**Supplied passage**:
Oscar Pistorius learns his fate as soon as Thursday
Judge to announce her verdict in high-profile murder trial
The Oscar Pistorius trial. After a brief respite over the summer, legal pundits are sharpening their predictions and their pithy comments. News channels are putting together their "best of" reels from the six-month long trial, ahead of a verdict expected by the end of the week.
The comparisons are back too. Some 100 million people watched the verdict in that other trial of the century, the O.J. Simpson trial in 1995.
Media watchers expect even more viewers to tune in when the presiding judge in the Pistorius case, Thokozile Masipa, reads her verdict. Court resumes Thursday in Pretoria, although some analysts believe the process could continue into Friday.
That’s largely because of the new age of social media we now live in. Dozens of journalists have been, and will be, in the gallery tweeting every gasp, sigh and pronouncement in the courtroom, in real time.
- INTERACTIVE | The state vs. Pistorius: how the accounts differ
- Timeline: Oscar Pistorius murder trial
- Oscar Pistorius trial: 5 lessons in 5 days of testimony
Oscar Pistorius, nicknamed Blade Runner for his speed and the carbon-fibre prostheses that carried him to great fame as a sprinter, is accused of the pre-meditated murder of his girlfriend, Reeva Steenkamp, on Valentine’s Day in 2013.

**Task set**:
**1)** In the article on the Pistorius trial, who is the presiding judge?
**2)** Rescale the part of the entries that opens with the line containing "Indicate the castle" and runs through the last entry. Write out every line again, requests included, with each answer coordinate multiplied by 1.5 and rounded to a whole number, halves rounded up.
The article and the entries have nothing to do with each other.

**Source data**:
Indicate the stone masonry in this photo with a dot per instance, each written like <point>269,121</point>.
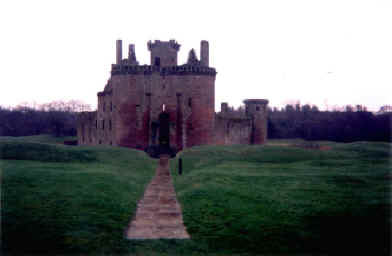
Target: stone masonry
<point>136,95</point>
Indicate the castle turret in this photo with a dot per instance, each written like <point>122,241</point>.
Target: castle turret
<point>204,53</point>
<point>132,55</point>
<point>163,53</point>
<point>118,51</point>
<point>257,110</point>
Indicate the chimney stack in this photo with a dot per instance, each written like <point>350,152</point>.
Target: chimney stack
<point>118,51</point>
<point>204,53</point>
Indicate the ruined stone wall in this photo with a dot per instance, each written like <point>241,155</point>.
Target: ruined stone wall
<point>138,100</point>
<point>104,122</point>
<point>86,131</point>
<point>257,110</point>
<point>230,131</point>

**Answers given**:
**1)** Thokozile Masipa.

**2)**
Indicate the castle turret in this photo with a dot per instance, each written like <point>122,241</point>.
Target: castle turret
<point>306,80</point>
<point>198,83</point>
<point>245,80</point>
<point>177,77</point>
<point>386,165</point>
Indicate the chimney stack in this photo with a dot per instance, each written like <point>350,152</point>.
Target: chimney stack
<point>177,77</point>
<point>306,80</point>
Indicate the ruined stone wall in this photo with a dot per instance, each written like <point>241,155</point>.
Target: ruined stone wall
<point>207,150</point>
<point>156,183</point>
<point>129,197</point>
<point>386,165</point>
<point>345,197</point>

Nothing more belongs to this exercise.